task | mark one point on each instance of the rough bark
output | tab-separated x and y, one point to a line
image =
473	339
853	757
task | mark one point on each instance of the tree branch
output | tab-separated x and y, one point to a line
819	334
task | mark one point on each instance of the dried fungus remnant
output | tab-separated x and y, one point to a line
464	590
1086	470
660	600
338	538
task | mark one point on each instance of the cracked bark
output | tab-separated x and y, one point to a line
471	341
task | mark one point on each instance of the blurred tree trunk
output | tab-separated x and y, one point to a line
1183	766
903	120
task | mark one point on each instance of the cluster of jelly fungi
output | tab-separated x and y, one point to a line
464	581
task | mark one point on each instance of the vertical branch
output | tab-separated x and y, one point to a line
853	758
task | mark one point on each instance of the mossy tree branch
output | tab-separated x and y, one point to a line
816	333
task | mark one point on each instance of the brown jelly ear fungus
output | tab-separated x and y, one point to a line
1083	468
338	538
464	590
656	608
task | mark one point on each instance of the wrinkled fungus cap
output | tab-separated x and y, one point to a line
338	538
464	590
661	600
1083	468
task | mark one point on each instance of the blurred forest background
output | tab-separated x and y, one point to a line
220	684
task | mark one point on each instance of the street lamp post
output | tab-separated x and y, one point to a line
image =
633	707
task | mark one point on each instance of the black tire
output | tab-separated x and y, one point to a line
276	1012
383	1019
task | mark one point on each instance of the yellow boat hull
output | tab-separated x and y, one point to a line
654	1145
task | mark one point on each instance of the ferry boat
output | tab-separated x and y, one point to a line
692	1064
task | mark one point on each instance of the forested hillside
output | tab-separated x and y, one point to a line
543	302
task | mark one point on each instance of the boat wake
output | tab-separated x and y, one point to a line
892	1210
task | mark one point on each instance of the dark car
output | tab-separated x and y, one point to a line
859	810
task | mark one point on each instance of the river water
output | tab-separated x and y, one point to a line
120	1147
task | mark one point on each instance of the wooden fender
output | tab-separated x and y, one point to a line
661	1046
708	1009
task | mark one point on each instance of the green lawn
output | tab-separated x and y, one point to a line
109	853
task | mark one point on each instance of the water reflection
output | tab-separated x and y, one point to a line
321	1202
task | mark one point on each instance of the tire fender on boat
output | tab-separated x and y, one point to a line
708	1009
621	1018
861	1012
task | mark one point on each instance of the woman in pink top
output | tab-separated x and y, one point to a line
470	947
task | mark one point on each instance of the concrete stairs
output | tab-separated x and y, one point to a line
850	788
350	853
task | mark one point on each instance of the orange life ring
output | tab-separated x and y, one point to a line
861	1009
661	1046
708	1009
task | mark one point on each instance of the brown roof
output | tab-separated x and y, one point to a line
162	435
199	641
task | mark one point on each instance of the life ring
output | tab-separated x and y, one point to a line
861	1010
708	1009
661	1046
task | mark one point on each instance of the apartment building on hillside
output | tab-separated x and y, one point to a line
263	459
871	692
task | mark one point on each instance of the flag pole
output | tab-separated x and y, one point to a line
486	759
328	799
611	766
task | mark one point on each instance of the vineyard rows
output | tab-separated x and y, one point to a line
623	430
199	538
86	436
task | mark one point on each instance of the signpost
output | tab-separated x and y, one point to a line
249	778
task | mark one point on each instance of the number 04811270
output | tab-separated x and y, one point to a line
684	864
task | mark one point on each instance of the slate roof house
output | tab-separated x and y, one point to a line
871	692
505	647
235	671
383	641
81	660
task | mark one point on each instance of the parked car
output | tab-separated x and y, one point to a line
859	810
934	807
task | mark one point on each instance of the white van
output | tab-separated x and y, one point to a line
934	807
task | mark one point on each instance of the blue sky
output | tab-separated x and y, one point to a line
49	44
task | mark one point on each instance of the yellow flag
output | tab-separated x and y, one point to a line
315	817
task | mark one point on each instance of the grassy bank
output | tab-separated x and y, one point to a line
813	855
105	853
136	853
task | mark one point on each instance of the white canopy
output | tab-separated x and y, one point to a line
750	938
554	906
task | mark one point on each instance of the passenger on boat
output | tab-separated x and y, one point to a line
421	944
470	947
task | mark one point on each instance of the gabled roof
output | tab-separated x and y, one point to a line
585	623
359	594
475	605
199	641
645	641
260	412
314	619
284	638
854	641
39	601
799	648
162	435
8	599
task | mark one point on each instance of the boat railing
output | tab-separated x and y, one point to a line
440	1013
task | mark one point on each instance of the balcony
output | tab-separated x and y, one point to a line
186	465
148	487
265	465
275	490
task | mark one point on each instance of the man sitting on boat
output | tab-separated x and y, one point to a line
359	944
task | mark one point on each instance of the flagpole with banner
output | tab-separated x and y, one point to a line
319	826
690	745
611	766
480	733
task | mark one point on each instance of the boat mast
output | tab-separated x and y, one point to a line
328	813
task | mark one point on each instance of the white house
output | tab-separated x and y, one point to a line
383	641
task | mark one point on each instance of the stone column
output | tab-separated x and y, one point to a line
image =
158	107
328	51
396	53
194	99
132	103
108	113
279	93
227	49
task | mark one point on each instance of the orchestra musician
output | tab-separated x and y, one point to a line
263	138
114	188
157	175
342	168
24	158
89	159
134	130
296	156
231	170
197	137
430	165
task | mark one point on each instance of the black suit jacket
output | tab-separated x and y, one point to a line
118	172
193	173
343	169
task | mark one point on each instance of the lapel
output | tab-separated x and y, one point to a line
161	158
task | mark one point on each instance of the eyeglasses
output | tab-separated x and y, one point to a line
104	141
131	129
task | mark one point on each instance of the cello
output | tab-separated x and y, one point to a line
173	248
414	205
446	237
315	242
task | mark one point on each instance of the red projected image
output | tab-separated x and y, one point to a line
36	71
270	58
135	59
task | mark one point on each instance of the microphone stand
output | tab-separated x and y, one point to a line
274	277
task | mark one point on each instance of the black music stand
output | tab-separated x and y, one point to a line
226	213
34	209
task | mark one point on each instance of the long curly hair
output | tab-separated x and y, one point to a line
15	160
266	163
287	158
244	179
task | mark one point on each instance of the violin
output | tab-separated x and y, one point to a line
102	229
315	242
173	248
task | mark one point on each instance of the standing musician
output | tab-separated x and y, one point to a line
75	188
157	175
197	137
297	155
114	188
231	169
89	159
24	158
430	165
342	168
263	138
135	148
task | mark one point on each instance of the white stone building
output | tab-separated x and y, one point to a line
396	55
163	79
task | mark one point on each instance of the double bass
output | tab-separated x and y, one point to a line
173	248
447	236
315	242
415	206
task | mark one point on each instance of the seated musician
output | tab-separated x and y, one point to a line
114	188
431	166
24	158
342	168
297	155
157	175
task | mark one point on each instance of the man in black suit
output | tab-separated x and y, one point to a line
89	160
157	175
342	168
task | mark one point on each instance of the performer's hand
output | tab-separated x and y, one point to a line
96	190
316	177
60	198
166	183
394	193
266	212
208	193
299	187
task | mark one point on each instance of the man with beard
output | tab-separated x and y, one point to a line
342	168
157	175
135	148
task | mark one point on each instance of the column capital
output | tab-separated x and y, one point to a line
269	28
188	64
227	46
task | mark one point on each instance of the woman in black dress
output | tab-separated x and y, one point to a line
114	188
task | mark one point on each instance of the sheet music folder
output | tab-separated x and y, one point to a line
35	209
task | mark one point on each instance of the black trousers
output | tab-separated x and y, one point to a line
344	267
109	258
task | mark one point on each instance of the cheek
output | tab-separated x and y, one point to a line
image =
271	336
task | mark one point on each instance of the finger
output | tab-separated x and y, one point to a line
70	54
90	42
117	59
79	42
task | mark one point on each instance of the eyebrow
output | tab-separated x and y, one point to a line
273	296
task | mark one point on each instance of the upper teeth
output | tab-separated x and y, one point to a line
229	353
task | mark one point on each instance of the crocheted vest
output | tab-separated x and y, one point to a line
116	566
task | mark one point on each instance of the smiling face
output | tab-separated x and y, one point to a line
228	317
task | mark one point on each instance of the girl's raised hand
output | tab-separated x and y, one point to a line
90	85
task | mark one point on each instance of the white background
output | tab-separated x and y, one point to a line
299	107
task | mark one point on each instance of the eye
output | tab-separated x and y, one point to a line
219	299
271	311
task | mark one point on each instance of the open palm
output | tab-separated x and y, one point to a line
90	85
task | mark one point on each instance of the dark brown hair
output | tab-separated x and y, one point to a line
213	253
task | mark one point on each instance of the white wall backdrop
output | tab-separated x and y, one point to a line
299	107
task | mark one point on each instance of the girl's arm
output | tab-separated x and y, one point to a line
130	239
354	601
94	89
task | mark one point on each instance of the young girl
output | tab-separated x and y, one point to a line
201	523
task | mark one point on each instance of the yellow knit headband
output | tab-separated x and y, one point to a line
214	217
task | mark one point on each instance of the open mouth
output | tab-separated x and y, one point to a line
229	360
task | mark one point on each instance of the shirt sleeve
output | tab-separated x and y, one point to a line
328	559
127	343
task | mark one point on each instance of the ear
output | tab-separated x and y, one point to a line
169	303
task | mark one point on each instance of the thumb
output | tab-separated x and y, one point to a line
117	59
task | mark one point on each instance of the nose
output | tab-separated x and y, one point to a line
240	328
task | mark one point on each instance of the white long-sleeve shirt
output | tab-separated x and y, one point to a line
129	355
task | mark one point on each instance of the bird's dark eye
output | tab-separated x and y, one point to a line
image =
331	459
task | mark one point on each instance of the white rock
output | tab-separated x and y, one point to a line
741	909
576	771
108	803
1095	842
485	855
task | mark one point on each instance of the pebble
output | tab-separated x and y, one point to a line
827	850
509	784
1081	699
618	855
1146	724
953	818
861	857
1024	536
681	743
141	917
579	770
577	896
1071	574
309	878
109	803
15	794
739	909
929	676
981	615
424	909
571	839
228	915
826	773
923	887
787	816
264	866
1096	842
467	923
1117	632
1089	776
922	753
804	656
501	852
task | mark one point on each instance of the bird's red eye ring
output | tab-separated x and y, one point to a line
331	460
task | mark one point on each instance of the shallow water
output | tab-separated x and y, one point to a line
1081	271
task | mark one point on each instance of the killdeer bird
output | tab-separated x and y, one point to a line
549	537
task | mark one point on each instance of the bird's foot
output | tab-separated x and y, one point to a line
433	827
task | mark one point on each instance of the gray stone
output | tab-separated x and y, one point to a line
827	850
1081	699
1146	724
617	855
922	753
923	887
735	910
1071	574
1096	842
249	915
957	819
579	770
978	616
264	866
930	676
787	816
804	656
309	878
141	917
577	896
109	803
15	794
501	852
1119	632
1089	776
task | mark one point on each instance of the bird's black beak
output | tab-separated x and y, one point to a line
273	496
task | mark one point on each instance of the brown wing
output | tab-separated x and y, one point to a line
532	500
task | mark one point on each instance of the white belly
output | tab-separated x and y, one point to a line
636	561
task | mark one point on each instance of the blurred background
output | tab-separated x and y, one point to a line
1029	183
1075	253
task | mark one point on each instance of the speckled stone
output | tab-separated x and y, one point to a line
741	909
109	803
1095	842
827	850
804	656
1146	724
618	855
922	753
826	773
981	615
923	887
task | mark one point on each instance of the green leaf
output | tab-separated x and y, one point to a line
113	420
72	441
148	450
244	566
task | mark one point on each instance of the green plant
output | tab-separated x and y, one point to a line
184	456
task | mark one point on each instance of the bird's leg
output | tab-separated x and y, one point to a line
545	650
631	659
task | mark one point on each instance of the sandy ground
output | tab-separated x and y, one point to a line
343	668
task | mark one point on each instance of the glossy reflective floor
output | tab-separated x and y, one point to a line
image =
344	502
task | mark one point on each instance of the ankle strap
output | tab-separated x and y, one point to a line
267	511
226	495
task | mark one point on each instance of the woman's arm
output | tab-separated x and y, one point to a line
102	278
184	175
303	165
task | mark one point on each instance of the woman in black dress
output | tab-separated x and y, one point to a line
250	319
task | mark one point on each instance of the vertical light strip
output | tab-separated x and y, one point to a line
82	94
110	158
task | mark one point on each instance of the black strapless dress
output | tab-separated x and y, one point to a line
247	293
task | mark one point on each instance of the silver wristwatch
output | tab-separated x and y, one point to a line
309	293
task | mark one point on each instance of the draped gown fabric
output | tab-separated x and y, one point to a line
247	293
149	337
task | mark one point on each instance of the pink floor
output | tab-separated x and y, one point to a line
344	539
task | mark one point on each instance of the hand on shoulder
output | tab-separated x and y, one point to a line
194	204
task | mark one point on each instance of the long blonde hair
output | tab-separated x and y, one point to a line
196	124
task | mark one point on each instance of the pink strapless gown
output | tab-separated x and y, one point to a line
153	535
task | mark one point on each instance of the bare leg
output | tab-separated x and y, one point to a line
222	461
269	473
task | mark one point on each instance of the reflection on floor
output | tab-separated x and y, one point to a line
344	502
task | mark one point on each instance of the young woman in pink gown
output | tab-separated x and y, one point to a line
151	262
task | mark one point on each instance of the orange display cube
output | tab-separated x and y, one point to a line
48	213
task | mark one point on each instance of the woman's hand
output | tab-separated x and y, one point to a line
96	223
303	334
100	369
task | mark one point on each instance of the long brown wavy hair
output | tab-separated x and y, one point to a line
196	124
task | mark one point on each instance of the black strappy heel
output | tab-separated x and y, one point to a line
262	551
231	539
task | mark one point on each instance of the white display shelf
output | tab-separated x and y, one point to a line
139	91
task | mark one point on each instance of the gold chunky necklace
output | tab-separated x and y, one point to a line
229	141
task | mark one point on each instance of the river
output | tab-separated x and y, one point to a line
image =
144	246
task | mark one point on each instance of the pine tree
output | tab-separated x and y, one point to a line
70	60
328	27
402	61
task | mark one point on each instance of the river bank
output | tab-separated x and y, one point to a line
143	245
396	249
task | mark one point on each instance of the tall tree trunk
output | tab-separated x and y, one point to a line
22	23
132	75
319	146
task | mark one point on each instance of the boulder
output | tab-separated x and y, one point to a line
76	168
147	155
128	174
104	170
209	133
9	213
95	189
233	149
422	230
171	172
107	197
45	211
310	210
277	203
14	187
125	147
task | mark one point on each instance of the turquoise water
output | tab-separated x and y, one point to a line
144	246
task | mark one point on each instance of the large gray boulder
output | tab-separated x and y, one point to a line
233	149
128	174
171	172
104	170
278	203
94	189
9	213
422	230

*****

WORK TO BE COMPLETED
Give back the lines above exactly, from the one with "black strappy heel" through the last line.

WRITTEN REPLY
task | mark one point on each instance of the black strappy heel
output | tab-separated x and y, one point to a line
262	551
231	539
task | mark one point on each instance of the white display shelf
output | tab-separated x and y, one point to a line
139	91
task | mark one point on each instance of the gold chunky necklace
output | tab-separated x and y, one point to a line
229	141
task | mark one point on each instance of the river
output | tab-separated x and y, one point to a line
image =
144	246
task | mark one point on each instance of the pine tree
output | tab-separated x and y, one point to a line
70	60
328	27
402	61
task | mark one point on each instance of the river bank
output | tab-separated x and y, one point to a line
143	245
396	249
task | mark one point on each instance of the tall tree trunk
output | tab-separated x and y, one point to a line
22	23
132	75
319	146
task | mark one point on each instance of the boulder
output | tab-separated x and y, one point to a line
76	168
147	155
128	174
104	170
209	133
9	213
95	189
233	149
422	230
171	172
107	197
45	211
310	210
277	203
14	187
125	147
task | mark one point on each instance of the turquoise water
output | tab-separated x and y, one point to a line
144	246
task | mark one point on each instance of the large gray boulder
output | tab-separated x and y, one point to a line
233	149
128	174
171	172
104	170
278	203
94	189
9	213
422	230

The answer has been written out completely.